- COMPLETE THE FOLLOWING
• a. Update the food safety passage by restating everything from "Therefore, restaurants (and" down to "company follows daily.", with "restaurants" swapped for "cafeterias".
• b. Please condense the paragraph of the food safety passage that opens with "Train continuously" into a short bulleted list that keeps its main facts.

- DOCUMENT SECTION
· · · ·
According to the World Health Organization, nearly 1 in 10 people get sick after eating contaminated food. In fact, approximately 50 percent of foodborne illness cases are caused by food safety culture failures.
Therefore, restaurants (and all food businesses) should:
Understand the goal. A food safety culture refers to an organization’s practices and beliefs about the food they handle. This effort is more than just having policies in place. It’s about the mindset—and protocols—that your company follows daily.
Train continuously. You can’t create an effective food safety culture without regular, ongoing food safety training programs for all employees. As part of this effort, empower employees. Create ownership and accountability to ensure they always follow proper food safety procedures.
· Explain the “why”. It’s not enough to tell employees what to do. You must also explain why these protocols are so important. Ensure that your team understands why the rules are in place, and what could happen if they’re not followed—e.g., sickening customers, losing consumer trust, damaging your brand’s reputation, etc.
Rely on technology. The FDA’s New Era of Smarter Food Safety emphasizes how smart technologies are integral to the future of food safety. Tech tools – like AI, machine learning, and IoT—are elevating transparency, improving accuracy, and allowing brand leaders to make smarter, data-driven decisions.
· · · ·
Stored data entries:
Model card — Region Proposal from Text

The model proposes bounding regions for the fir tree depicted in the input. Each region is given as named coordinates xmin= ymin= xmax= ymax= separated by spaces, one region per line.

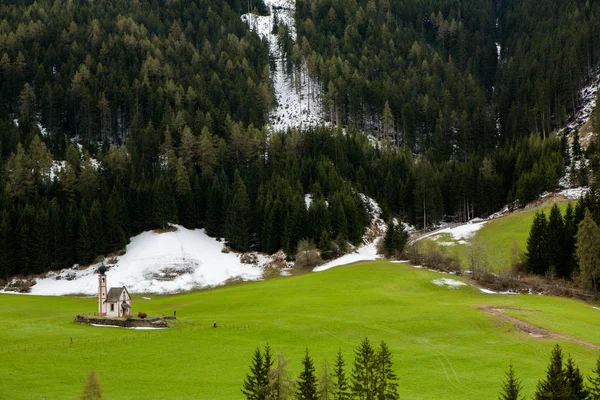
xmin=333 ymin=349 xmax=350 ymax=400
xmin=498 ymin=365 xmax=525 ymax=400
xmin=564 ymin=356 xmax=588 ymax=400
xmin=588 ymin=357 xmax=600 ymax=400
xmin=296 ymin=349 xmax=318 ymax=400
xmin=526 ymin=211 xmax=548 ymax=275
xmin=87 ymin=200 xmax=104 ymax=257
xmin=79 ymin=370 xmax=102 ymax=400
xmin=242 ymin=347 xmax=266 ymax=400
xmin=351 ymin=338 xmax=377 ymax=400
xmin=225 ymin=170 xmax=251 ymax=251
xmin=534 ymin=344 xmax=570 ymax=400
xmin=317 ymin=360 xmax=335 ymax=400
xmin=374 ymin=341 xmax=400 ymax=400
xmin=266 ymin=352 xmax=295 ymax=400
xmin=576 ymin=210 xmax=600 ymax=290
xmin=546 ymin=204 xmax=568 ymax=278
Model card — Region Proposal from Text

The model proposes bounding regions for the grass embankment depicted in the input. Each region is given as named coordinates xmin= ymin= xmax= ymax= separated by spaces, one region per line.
· · · ·
- SOLUTIONS
• a.
Therefore, cafeterias (and all food businesses) should:
Understand the goal. A food safety culture refers to an organization’s practices and beliefs about the food they handle. This effort is more than just having policies in place. It’s about the mindset—and protocols—that your company follows daily.

• b.
- Hold regular, ongoing food safety training for all employees.
- Empower employees as part of that effort.
- Create ownership and accountability so they always follow proper food safety procedures.